Entries shown ▸
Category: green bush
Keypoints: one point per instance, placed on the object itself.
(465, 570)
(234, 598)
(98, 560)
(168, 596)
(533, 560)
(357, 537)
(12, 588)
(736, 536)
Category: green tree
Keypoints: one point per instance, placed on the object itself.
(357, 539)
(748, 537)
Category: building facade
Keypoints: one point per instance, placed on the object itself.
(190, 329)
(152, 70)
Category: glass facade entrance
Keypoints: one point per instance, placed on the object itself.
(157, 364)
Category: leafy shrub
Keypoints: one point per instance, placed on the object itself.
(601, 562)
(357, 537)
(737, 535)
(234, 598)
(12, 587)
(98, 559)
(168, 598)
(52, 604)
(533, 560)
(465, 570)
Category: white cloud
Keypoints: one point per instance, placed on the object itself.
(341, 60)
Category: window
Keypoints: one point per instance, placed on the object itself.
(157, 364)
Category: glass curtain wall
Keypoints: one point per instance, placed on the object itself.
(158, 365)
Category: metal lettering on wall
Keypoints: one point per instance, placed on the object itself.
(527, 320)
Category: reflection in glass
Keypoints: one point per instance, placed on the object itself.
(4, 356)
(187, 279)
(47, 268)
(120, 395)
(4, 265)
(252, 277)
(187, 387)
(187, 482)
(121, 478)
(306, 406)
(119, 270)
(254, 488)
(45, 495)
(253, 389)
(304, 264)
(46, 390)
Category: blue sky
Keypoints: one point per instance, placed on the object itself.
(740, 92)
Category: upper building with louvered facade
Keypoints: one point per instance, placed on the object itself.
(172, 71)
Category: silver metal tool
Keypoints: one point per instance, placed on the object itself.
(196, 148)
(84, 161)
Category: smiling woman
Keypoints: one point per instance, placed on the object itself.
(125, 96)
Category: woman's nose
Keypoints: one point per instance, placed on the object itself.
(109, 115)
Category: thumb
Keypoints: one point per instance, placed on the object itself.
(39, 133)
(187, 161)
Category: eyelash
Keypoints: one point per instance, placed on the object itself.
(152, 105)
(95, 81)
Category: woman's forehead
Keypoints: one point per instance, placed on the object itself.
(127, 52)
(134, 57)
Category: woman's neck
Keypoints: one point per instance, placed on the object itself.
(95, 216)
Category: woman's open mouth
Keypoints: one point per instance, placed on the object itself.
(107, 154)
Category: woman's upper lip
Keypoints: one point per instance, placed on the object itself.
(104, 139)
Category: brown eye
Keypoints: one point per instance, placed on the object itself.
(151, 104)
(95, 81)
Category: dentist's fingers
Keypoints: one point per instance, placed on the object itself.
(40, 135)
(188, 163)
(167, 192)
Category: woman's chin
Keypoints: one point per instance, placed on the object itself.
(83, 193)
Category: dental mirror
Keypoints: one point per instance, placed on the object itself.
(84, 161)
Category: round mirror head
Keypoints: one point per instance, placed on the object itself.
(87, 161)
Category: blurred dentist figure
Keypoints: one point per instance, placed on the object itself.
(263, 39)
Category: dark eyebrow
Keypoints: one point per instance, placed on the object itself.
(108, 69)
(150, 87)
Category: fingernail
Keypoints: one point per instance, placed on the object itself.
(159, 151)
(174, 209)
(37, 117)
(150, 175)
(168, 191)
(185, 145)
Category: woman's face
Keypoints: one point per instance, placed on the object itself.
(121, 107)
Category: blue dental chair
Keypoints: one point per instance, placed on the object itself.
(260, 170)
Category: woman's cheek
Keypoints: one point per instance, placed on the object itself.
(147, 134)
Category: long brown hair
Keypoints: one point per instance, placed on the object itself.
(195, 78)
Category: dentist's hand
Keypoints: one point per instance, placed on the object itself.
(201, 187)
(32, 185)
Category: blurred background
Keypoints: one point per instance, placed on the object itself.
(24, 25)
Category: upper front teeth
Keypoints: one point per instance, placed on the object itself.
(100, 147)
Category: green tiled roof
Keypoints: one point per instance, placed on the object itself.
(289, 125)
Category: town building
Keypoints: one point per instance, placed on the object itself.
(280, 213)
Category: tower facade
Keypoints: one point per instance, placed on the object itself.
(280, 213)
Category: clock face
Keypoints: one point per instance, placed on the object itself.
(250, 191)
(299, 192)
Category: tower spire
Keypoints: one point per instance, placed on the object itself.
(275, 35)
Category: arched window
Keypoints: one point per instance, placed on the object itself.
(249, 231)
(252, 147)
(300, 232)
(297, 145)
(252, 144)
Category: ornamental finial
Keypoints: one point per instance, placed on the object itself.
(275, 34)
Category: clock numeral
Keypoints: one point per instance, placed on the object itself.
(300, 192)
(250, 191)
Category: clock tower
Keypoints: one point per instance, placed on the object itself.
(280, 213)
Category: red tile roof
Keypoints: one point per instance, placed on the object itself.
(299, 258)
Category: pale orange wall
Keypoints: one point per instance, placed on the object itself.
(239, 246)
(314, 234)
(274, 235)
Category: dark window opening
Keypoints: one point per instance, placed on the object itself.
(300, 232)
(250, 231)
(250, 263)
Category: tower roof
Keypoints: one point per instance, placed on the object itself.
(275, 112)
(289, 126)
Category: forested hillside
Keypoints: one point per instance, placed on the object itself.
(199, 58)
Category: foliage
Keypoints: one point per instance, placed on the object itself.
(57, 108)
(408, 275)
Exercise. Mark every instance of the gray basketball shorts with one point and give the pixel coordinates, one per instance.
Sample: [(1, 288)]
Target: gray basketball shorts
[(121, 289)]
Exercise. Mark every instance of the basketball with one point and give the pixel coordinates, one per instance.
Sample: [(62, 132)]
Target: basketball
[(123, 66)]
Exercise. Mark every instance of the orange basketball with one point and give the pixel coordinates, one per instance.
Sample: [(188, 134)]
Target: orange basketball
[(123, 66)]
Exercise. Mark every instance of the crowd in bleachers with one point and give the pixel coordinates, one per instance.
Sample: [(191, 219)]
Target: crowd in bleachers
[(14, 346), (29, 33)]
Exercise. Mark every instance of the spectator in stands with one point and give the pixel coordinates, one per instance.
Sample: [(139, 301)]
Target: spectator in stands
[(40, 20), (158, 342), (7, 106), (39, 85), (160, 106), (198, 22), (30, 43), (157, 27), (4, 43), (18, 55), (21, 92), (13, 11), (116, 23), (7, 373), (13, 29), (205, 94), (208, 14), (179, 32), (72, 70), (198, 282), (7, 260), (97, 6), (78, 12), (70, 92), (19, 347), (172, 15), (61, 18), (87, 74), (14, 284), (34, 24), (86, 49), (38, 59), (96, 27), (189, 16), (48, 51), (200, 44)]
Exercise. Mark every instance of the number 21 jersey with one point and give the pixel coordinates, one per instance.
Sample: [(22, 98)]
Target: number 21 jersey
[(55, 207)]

Goal of the exercise ▸
From the data above, report how many lines include the string "blurred". The number alone will do.

Solution to this task ▸
2